[TEXT EXTRACT start]
A second option, as proposed by Andrew Thompson in response to Doane’s suspicious removal, would be for the EC to authorize an independent investigation into their conduct, perhaps with the aid of a “neutral university administrator” delegating authority to “outside investigators’ or “community members.”

Auditing the EC is an untenable solution. Faculty can’t be trusted to participate in such a scenario since they have historically pushed for more faculty control over student conduct and would likely co-opt any role in an external audit to achieve that end.

The University Administration has some incentive to keep their hands off the Honor System since a strong System can be — and has historically been — a strong recruiting tool. That said, if approached by elected student leadership with the message that the student body can’t self-govern, the bureaucracy would likely also take the opportunity to expand and consolidate control over student conduct regulation.

Even aside from these practical considerations, an external EC audit is unacceptable in principle because it undermines the very premise of the Honor System’s existence: that the Student Body of Washington and Lee can be and is self-governing.

The Honor System is built on the principle that students of Washington and Lee are expected to, and are therefore capable of, behaving honorably with reference to their peers, without external governance. If the Student Body considers themselves children that must call in grownups to settle their squabbles, then the Honor System is a lie.

Fortunately, there is a third alternative: amending the SBC to bifurcate the EC into two committees. One would execute the Honor System, and the other would handle student organization budgeting and administrative liaison.

A petition to amend the SBC must, according to the SBC’s Article VIII, §A, be publicized by the EC and presented for a vote by the Student Body if signed by at least 200 students. If two-thirds of a quorum of half the University’s student body vote in favor of the amendment, it is adopted. Numerically speaking, that would be about 765 of the roughly 2300 undergraduate and law school students at W&L.

Such an arrangement would resemble the committee structure of the past, where various student committees executed a broad array of administrative functions with fairly loose EC oversight. Reverting to a bifurcated model with an analogue to the old SAB serving as a subordinate counterpart to the EC would be not a radical departure, but a return to a norm that has worked historically.
[TEXT EXTRACT end]
[DATASET start]
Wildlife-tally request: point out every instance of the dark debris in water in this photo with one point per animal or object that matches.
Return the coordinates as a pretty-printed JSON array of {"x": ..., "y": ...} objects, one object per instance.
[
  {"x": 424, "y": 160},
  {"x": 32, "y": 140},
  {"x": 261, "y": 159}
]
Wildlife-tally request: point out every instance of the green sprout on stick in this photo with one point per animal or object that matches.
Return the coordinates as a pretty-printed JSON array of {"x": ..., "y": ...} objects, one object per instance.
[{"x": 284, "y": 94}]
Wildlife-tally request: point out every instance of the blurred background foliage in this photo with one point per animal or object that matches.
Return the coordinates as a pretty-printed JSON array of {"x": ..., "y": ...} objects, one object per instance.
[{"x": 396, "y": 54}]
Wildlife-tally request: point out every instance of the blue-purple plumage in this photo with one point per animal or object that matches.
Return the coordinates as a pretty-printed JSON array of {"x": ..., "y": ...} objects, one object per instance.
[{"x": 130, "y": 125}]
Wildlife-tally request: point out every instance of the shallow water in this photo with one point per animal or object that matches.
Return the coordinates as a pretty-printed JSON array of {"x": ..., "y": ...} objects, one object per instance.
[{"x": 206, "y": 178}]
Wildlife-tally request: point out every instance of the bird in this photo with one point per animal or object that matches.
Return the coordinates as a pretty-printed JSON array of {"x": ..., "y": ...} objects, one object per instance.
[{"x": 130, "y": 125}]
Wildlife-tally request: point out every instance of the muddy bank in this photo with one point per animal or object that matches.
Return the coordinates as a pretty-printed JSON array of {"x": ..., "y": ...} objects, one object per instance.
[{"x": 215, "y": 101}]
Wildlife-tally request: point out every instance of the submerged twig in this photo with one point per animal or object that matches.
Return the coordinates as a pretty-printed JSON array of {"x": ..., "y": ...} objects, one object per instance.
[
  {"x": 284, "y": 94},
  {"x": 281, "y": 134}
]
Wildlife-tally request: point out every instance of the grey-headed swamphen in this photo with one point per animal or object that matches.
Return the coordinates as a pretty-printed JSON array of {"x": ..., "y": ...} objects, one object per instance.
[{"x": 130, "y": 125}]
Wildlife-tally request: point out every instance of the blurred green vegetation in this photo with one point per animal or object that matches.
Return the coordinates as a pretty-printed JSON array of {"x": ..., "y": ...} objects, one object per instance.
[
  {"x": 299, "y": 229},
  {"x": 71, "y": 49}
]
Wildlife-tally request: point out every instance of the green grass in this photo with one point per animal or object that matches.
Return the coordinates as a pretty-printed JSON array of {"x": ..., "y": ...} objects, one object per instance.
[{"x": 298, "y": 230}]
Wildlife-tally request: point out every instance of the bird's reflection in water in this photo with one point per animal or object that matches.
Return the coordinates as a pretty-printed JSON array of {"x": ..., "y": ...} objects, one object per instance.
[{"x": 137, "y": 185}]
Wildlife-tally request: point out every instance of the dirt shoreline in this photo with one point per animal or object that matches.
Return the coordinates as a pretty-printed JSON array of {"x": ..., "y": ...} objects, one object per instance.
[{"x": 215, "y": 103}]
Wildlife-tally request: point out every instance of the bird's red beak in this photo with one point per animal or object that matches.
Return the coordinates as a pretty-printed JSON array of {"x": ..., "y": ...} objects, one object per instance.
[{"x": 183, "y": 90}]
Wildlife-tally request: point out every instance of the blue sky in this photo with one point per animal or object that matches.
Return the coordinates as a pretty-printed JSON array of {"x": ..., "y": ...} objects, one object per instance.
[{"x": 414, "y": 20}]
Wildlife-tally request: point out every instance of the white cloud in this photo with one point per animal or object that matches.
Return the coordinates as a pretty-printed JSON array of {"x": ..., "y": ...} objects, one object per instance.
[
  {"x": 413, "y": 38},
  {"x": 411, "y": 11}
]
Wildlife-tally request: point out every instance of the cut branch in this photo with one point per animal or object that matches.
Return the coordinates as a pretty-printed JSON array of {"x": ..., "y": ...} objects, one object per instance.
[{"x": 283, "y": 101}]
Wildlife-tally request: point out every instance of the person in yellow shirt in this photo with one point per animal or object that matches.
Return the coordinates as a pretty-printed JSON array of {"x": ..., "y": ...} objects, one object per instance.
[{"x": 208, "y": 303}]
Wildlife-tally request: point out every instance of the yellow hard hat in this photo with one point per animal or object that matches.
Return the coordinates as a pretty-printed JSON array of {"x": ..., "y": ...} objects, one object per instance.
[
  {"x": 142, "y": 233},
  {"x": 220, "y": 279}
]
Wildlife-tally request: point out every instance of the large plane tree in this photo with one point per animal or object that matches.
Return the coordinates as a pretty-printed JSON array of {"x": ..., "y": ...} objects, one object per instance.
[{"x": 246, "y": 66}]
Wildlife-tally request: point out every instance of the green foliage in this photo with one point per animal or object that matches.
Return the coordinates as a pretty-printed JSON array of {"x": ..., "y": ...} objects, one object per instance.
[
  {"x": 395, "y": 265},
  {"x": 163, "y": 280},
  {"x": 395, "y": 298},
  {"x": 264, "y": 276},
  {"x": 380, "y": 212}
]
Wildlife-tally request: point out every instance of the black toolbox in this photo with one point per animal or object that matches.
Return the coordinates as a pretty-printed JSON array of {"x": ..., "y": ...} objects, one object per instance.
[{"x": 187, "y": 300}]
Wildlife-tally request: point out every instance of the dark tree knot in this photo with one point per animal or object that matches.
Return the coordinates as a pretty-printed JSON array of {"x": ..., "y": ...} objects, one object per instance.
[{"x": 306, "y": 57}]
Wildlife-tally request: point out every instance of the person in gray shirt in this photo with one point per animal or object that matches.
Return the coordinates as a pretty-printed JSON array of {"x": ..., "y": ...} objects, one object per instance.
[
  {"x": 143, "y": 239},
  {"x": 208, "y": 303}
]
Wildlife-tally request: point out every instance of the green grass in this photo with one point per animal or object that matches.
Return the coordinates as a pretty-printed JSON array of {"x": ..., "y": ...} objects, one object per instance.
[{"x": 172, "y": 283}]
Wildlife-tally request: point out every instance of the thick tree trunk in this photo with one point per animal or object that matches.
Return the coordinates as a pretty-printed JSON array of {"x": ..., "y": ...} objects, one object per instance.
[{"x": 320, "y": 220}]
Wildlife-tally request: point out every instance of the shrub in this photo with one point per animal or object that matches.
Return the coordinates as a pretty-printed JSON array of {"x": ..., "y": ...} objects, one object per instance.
[DATASET end]
__WRITTEN TASKS__:
(a) From the Honor System article, output the passage that begins at the words "Auditing the EC" and stops after the words "achieve that end.".
(b) Answer these questions from the Honor System article:
(i) Who proposed an independent investigation into the EC's conduct?
(ii) Into how many committees would the third alternative split the EC?
(iii) How many student signatures must a petition to amend the SBC have before it goes to a vote?
Nothing here relies on the data.

__ANSWERS FOR THE TASKS__:
(a)
Auditing the EC is an untenable solution. Faculty can’t be trusted to participate in such a scenario since they have historically pushed for more faculty control over student conduct and would likely co-opt any role in an external audit to achieve that end.

(b)
(i) Andrew Thompson
(ii) Two
(iii) At least 200